# About this exercise
Your answer should be the lines below from the one with "Target: metal hoe blade" to the one with "[(516, 59)]", both included, given again exactly and with nothing added.

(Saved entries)
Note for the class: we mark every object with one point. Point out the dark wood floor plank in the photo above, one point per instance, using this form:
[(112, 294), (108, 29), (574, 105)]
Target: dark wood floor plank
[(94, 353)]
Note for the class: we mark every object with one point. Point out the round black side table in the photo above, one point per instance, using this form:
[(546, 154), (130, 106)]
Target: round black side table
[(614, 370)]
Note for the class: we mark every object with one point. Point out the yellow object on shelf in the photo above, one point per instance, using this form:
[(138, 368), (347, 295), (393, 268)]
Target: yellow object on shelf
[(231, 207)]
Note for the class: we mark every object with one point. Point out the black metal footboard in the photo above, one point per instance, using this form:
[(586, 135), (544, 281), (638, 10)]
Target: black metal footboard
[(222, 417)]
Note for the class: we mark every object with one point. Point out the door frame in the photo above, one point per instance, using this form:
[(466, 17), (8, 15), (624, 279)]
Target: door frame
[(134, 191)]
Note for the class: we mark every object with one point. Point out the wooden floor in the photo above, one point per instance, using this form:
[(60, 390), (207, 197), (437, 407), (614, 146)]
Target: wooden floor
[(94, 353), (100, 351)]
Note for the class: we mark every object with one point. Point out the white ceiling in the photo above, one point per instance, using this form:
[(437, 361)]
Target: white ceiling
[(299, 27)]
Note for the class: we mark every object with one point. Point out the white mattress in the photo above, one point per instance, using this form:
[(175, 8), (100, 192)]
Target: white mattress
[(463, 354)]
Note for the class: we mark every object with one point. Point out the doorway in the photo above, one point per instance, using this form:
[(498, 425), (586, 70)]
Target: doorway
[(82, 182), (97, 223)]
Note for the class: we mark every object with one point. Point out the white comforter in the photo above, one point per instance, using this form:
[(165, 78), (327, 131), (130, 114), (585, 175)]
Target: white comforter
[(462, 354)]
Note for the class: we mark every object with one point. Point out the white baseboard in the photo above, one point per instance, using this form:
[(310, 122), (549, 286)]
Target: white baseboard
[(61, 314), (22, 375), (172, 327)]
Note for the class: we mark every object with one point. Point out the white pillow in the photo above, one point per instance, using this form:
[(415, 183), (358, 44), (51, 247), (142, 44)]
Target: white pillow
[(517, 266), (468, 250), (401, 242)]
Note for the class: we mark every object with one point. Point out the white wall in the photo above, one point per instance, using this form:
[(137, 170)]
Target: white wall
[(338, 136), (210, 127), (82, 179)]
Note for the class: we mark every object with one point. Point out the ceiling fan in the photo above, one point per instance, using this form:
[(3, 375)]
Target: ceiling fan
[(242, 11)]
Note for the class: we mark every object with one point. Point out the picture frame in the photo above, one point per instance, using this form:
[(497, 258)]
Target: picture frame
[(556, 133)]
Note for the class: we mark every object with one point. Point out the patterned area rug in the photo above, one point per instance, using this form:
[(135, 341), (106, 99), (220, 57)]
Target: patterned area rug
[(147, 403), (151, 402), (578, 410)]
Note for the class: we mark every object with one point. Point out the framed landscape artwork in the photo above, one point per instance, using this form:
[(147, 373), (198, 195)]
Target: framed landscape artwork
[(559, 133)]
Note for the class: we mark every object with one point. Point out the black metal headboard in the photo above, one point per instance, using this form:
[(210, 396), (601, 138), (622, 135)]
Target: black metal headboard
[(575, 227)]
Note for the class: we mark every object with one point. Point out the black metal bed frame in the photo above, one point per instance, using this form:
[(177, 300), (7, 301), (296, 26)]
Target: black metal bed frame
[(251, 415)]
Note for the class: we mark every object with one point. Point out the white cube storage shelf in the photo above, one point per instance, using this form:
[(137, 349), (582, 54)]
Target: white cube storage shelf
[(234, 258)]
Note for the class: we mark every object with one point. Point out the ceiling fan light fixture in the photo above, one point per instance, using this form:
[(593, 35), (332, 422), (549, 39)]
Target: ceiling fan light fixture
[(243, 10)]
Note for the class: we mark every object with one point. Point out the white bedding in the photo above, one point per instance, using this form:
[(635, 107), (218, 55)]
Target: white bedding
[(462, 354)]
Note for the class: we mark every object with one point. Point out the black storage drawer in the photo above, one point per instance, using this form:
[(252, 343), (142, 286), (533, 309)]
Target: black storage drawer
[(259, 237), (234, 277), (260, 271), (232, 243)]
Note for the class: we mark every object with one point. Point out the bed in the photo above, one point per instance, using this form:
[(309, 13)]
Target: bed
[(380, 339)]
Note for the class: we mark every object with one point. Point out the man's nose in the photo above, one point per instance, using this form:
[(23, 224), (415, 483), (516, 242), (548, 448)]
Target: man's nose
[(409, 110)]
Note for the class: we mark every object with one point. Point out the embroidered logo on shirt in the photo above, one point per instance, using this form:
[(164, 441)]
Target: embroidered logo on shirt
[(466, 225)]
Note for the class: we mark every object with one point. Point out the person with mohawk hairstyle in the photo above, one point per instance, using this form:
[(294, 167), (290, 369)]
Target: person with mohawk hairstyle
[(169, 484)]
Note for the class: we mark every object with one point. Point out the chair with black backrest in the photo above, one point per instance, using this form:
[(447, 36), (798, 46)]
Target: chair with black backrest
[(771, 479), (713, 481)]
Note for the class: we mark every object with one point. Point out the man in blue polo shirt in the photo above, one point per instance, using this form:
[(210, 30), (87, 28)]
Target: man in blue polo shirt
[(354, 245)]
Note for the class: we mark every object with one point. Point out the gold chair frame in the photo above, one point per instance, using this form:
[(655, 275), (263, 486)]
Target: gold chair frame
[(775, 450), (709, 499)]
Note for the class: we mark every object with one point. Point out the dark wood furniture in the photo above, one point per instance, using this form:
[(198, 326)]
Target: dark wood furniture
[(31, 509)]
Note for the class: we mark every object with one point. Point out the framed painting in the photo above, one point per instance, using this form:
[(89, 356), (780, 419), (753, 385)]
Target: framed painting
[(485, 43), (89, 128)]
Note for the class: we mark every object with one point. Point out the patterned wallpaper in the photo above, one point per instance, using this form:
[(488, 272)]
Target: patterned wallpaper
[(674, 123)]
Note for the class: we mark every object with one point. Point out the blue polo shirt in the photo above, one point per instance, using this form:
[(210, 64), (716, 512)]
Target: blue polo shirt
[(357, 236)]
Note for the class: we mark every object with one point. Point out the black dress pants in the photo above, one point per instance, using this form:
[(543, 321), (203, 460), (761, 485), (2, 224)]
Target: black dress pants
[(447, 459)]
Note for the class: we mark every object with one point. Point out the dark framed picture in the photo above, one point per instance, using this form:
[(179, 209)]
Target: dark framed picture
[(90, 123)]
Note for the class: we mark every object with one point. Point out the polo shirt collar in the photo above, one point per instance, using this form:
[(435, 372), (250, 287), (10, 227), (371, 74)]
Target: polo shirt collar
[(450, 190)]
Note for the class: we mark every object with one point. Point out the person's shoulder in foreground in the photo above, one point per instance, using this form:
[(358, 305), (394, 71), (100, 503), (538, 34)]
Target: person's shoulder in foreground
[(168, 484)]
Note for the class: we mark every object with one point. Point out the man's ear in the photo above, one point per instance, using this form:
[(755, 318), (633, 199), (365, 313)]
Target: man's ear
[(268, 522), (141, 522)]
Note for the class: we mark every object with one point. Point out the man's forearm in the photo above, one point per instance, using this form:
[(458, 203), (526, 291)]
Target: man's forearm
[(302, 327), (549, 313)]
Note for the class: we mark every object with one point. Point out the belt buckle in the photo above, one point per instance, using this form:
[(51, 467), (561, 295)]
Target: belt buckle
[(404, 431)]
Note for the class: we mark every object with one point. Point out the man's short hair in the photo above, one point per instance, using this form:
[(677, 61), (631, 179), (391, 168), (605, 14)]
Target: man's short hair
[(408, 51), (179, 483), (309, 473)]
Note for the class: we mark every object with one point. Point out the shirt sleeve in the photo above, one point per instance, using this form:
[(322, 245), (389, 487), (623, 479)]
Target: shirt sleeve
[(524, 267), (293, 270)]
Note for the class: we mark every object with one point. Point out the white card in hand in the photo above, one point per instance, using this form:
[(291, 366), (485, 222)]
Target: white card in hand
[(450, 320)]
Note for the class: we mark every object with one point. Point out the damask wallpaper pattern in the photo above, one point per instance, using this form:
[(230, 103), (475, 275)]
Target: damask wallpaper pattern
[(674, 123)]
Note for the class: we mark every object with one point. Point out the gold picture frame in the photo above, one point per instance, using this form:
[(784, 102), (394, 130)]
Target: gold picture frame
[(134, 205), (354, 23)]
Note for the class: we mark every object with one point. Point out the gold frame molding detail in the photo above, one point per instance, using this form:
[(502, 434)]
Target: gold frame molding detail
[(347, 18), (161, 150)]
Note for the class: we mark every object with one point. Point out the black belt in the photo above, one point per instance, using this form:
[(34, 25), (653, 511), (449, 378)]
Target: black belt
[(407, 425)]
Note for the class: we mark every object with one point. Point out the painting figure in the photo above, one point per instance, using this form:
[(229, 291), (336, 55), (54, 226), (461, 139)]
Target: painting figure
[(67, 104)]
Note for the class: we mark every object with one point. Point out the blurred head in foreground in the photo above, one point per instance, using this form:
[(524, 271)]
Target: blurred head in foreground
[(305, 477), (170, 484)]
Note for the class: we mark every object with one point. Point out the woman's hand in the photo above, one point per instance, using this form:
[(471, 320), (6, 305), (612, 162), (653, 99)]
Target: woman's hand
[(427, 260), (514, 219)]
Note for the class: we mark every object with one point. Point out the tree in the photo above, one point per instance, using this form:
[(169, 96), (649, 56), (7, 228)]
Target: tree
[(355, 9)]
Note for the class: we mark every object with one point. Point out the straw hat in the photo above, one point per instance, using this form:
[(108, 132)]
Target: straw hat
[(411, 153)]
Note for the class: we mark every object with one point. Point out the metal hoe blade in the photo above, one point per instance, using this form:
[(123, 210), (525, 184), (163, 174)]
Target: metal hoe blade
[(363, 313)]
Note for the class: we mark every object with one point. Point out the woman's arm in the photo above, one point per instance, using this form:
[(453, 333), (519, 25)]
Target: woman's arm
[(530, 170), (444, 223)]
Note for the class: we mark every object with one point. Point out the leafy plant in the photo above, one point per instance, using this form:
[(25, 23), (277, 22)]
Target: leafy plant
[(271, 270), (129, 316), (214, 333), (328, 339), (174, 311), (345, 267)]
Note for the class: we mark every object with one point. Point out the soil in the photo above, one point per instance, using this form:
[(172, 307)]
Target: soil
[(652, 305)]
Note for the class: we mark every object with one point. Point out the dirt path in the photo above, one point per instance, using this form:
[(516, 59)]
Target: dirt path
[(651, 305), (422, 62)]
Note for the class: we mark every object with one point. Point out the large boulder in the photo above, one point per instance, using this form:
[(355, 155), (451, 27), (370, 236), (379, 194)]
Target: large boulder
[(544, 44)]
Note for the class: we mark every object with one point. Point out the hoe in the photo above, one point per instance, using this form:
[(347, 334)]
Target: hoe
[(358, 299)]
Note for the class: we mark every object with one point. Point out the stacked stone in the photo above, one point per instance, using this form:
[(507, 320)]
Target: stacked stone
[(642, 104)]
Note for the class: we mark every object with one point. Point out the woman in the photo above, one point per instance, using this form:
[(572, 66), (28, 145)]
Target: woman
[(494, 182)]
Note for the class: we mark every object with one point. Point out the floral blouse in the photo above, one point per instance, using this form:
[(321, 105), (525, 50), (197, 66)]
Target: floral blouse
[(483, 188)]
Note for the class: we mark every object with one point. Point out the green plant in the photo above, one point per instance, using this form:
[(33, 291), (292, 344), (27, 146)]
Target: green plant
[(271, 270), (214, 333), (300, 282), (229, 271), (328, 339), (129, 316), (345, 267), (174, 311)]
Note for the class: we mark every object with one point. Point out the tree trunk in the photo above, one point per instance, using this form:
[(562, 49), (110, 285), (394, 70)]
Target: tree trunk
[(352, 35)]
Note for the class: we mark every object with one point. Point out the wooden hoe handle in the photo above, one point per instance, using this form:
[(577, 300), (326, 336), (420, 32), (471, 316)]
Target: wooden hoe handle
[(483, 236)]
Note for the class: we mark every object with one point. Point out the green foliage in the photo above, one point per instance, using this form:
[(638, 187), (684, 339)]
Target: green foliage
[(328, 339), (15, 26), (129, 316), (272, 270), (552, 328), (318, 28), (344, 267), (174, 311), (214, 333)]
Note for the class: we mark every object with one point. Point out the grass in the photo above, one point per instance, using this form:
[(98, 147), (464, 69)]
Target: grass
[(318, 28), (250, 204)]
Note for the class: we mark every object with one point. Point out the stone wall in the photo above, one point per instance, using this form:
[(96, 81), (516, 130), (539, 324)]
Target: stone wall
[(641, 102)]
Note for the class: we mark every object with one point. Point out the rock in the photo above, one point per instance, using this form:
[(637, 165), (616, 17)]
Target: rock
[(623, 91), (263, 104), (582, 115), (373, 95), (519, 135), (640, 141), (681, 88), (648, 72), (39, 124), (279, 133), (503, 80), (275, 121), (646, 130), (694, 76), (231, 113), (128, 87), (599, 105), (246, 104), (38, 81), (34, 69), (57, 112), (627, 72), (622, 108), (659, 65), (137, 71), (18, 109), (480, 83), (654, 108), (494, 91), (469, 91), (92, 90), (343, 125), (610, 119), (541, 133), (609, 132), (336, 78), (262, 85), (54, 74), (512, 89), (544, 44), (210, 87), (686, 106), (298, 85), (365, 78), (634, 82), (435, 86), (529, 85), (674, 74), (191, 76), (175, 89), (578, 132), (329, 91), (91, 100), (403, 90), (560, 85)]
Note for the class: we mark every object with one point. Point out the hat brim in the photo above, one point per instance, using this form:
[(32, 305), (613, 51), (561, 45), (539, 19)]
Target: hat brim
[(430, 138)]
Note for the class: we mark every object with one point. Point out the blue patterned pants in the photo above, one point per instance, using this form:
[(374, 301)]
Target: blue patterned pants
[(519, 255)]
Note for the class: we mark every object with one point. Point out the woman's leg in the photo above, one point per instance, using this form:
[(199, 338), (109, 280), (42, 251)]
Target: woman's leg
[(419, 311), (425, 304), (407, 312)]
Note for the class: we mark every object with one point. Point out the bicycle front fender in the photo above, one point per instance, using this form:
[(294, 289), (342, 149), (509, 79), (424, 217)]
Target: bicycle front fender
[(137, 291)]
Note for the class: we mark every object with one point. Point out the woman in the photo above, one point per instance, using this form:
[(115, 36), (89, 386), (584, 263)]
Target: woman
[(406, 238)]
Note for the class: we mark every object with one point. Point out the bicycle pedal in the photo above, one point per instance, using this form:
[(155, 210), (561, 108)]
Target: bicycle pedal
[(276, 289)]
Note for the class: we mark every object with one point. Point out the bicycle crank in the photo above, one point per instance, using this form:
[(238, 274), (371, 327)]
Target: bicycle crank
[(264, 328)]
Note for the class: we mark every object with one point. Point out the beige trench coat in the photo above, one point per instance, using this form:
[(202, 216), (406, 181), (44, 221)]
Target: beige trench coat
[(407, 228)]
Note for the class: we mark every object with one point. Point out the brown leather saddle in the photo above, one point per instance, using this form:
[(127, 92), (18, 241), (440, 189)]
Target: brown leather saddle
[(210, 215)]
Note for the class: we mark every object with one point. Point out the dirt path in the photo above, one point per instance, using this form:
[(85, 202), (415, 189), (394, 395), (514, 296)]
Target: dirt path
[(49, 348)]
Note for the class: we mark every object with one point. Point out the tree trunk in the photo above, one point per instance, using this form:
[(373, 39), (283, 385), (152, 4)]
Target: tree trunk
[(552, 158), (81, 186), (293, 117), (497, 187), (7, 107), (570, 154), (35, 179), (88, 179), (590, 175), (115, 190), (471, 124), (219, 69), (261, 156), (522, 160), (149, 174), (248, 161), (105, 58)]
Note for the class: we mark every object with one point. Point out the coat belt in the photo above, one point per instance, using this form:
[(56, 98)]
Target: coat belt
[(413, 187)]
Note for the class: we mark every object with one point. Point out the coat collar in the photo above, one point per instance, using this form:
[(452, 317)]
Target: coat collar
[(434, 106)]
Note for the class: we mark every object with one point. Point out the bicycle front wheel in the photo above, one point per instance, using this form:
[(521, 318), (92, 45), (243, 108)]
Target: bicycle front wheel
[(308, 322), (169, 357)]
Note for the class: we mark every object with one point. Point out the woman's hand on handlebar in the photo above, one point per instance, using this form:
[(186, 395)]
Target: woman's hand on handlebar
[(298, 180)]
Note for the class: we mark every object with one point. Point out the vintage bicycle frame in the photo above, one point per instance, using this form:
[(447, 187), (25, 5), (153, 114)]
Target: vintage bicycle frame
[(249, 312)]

# Exercise answer
Target: metal hoe blade
[(363, 313)]
Note for the class: we mark every object with one point. Point out the woman's arm in the photo above, one point per instance, using this form:
[(453, 333), (519, 25)]
Target: woman's arm
[(530, 170), (444, 223)]
Note for the class: we mark every object with one point. Point out the leafy plant in the photo above, one point per instance, using this form:
[(25, 23), (277, 22)]
Target: leafy plant
[(271, 270), (129, 316), (214, 333), (328, 339), (174, 311), (345, 267)]
Note for the class: we mark every object with one point. Point out the soil in the photo above, one point per instance, using this form:
[(172, 307)]
Target: soil
[(652, 305)]
Note for the class: we mark every object with one point. Point out the dirt path in the photo above, one point per instance, using this form:
[(516, 59)]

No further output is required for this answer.